Top of INFORMATION SUPPLIED
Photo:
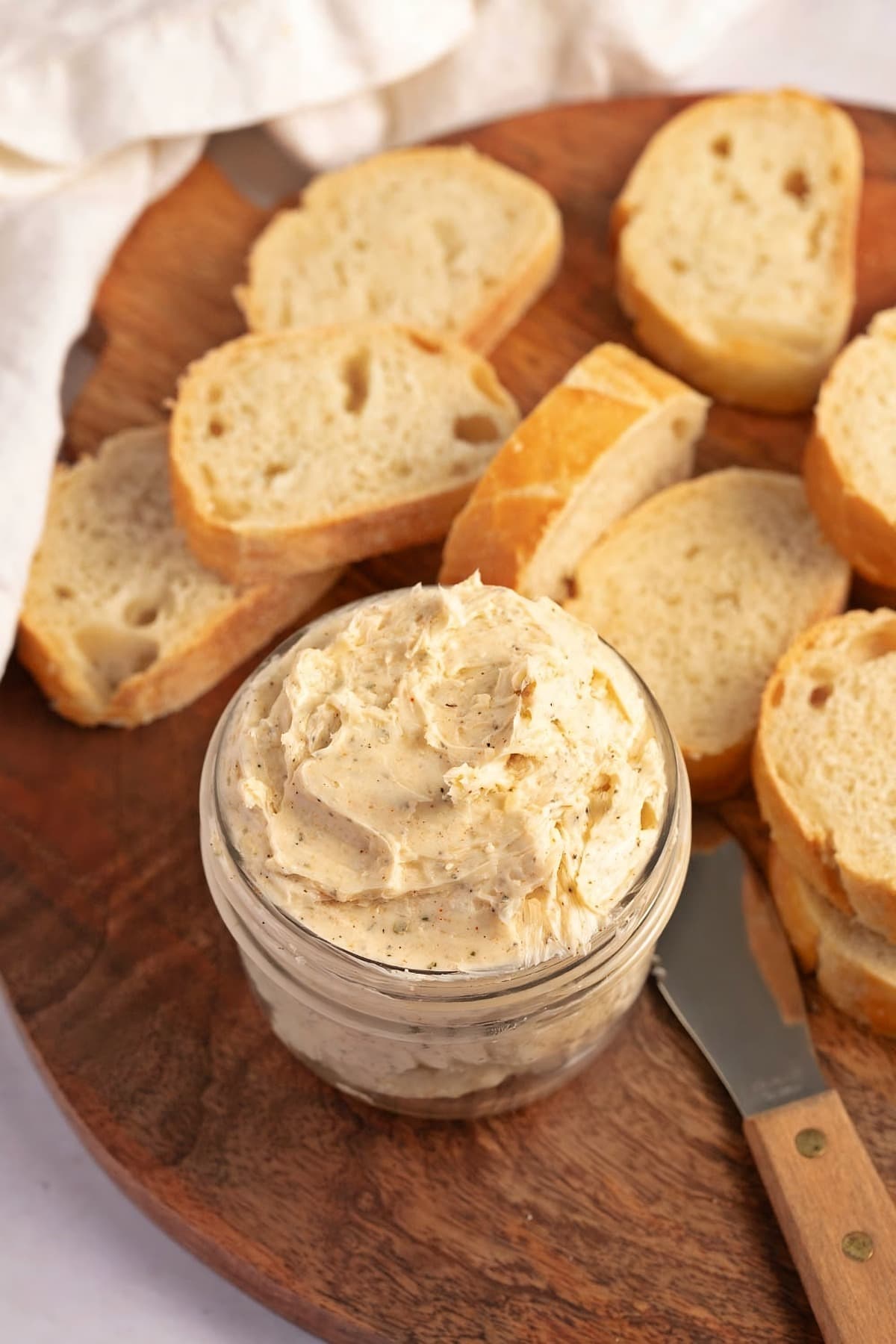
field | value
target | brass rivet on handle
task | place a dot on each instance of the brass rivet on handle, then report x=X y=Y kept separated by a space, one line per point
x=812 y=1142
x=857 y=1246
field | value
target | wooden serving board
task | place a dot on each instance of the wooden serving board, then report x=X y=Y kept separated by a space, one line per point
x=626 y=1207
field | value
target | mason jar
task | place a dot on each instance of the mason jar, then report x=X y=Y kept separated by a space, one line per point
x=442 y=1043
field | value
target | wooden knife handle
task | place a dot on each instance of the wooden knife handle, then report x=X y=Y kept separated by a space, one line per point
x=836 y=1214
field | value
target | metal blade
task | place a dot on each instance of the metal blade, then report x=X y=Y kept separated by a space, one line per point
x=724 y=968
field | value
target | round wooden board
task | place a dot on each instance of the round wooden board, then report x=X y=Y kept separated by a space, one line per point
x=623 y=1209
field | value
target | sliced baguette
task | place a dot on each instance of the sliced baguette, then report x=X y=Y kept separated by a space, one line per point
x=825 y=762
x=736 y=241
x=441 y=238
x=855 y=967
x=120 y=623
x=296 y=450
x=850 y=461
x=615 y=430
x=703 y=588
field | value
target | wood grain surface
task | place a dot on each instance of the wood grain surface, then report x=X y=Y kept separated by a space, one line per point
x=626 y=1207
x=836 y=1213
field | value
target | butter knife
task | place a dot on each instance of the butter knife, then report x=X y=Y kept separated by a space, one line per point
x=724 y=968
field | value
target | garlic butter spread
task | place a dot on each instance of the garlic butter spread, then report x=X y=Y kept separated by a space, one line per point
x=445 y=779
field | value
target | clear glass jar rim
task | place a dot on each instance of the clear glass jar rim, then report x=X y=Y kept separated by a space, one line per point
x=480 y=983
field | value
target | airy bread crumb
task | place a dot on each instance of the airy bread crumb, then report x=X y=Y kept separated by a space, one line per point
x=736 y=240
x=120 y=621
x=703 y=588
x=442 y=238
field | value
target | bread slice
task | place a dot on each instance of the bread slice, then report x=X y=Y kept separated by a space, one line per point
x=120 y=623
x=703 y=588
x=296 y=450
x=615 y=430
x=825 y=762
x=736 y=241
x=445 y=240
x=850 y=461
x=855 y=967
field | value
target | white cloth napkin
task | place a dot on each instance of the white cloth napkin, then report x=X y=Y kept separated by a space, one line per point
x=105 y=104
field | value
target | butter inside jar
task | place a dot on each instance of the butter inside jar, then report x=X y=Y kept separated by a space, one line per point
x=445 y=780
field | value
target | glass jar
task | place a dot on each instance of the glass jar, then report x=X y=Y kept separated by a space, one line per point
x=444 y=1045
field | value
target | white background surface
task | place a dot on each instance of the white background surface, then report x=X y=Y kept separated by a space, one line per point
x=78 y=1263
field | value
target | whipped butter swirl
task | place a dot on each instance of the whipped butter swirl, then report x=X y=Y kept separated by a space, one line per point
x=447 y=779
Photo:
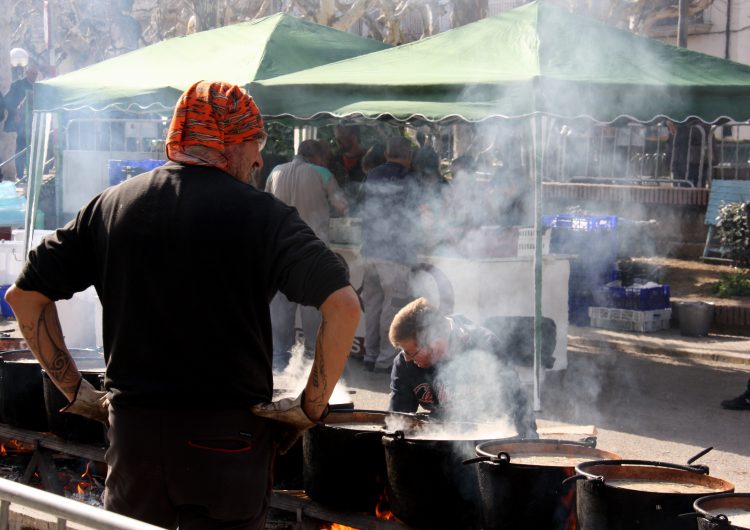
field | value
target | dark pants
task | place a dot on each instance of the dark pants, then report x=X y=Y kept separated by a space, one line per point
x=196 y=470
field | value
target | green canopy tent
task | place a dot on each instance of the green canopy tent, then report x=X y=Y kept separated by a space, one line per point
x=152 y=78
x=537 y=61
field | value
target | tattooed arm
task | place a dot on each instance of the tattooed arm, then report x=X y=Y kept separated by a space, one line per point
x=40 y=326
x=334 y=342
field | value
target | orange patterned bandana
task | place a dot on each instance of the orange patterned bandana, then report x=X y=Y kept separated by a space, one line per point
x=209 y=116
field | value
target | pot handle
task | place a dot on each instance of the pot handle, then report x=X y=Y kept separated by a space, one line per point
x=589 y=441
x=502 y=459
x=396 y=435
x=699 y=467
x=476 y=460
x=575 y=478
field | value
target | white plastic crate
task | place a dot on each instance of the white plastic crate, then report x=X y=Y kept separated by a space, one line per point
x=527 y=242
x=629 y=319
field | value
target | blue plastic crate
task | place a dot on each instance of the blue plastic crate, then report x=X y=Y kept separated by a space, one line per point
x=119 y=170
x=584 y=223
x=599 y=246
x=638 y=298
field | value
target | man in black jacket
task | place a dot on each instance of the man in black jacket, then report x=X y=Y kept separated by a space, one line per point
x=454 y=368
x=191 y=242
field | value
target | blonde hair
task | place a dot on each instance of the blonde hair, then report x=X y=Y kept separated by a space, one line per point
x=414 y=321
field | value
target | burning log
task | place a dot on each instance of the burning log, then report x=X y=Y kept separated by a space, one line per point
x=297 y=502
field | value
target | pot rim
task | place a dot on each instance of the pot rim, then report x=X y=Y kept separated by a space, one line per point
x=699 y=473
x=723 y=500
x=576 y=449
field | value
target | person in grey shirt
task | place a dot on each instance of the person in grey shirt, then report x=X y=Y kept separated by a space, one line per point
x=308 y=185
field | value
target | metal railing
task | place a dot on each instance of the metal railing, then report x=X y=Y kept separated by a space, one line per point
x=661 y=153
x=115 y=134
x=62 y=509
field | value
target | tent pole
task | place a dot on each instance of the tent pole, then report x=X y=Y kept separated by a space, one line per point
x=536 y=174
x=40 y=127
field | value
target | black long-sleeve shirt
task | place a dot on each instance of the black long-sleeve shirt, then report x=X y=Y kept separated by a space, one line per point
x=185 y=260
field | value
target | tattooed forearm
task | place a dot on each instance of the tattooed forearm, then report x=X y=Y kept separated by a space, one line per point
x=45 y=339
Bottom of INFORMATION SUPPLIED
Top of INFORMATION SUPPLIED
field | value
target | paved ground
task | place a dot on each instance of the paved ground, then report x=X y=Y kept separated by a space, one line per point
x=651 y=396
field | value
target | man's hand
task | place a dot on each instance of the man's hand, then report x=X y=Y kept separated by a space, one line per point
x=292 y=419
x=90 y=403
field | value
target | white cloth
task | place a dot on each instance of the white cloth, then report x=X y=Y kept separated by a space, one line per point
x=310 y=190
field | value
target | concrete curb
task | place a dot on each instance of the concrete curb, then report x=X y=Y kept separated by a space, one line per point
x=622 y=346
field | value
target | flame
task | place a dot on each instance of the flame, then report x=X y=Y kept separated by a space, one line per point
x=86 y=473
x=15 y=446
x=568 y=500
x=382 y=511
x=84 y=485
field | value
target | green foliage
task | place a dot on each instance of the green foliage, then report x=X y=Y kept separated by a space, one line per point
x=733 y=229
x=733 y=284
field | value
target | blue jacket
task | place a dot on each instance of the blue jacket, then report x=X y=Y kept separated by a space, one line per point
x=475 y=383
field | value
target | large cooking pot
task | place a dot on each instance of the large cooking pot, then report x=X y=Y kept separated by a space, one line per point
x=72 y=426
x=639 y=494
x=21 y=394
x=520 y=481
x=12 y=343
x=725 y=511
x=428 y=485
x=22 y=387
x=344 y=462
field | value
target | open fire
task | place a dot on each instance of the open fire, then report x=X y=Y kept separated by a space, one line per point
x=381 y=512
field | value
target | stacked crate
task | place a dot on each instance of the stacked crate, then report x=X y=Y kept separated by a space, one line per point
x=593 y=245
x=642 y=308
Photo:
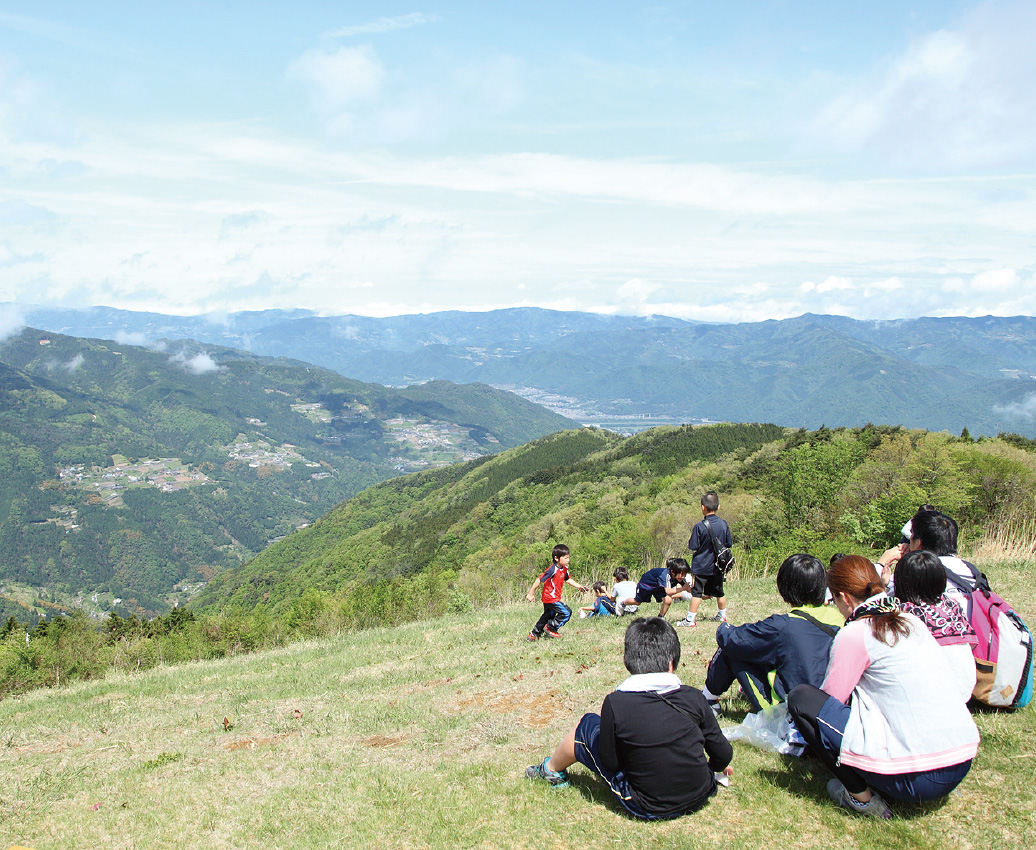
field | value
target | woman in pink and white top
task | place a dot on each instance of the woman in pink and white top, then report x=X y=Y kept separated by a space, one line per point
Bottom of INFORMATION SUPPLIED
Top of INFORMATION SUPPLIED
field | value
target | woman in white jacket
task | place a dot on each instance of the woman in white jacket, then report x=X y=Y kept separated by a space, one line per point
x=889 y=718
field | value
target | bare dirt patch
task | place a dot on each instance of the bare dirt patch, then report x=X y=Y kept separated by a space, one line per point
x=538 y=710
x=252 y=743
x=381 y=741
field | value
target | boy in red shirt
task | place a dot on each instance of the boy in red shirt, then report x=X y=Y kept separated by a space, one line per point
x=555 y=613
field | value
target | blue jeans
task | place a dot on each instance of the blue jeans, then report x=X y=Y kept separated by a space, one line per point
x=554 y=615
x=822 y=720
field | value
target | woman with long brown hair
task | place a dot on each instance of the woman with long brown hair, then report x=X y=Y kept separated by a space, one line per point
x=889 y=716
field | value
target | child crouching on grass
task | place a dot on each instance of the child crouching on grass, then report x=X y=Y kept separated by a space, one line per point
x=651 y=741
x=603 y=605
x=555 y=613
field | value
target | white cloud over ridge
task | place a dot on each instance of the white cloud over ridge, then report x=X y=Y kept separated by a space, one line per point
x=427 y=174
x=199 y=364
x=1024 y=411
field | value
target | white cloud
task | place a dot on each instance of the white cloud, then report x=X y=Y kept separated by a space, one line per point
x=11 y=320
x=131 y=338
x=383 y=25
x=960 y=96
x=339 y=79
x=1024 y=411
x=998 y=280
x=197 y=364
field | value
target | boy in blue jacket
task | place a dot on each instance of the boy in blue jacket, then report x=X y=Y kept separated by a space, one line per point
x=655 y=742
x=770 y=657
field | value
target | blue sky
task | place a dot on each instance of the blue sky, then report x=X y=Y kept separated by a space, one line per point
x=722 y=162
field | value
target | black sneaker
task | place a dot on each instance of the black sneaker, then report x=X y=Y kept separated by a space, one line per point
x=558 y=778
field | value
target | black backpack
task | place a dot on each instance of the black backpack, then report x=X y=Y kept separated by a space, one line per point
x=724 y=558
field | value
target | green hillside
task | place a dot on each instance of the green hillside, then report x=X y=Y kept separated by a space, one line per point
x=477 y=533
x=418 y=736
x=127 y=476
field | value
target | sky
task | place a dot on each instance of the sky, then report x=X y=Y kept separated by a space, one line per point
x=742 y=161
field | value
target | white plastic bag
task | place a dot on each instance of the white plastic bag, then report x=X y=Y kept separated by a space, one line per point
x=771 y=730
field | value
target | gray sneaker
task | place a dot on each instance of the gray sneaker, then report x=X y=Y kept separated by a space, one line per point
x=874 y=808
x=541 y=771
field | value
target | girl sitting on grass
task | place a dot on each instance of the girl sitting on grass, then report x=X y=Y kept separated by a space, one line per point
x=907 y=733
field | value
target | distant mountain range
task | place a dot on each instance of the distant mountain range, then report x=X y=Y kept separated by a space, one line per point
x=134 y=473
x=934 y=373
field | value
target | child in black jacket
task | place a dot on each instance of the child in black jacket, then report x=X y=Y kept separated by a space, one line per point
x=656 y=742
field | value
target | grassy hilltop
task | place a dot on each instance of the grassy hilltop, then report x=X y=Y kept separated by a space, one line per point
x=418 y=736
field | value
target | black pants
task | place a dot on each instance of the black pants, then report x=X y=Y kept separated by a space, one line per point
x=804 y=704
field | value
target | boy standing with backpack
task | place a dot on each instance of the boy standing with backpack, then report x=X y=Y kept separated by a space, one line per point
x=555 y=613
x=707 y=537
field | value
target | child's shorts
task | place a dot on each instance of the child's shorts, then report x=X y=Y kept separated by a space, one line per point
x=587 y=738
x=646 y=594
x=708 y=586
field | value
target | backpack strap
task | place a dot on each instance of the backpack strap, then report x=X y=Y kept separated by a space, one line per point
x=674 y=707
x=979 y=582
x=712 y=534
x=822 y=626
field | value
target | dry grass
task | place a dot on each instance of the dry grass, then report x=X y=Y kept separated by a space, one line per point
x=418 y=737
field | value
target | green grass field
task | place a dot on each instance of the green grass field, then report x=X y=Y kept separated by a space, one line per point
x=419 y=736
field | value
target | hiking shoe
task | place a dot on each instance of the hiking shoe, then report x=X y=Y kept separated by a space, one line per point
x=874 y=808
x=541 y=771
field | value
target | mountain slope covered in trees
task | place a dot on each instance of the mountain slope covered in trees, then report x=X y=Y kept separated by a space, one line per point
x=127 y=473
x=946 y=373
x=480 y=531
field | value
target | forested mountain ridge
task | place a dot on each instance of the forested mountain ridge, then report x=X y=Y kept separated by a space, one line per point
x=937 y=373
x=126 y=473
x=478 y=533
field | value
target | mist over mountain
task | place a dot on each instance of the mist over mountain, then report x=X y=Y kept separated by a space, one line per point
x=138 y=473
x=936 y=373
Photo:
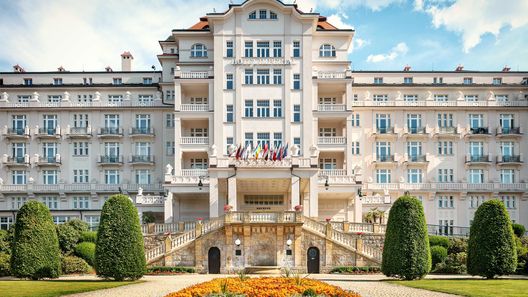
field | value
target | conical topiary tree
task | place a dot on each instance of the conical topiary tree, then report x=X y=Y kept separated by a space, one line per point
Bottom of INFORMATION SUPPLIED
- EXERCISE
Only lines that include "topiary" belong in the answer; return them from the entries above.

- THE ANSWER
target | conical topiary tree
task | place a dot on each instance of the conical topiary tree, then report x=X y=Y kept separated by a space, one line per point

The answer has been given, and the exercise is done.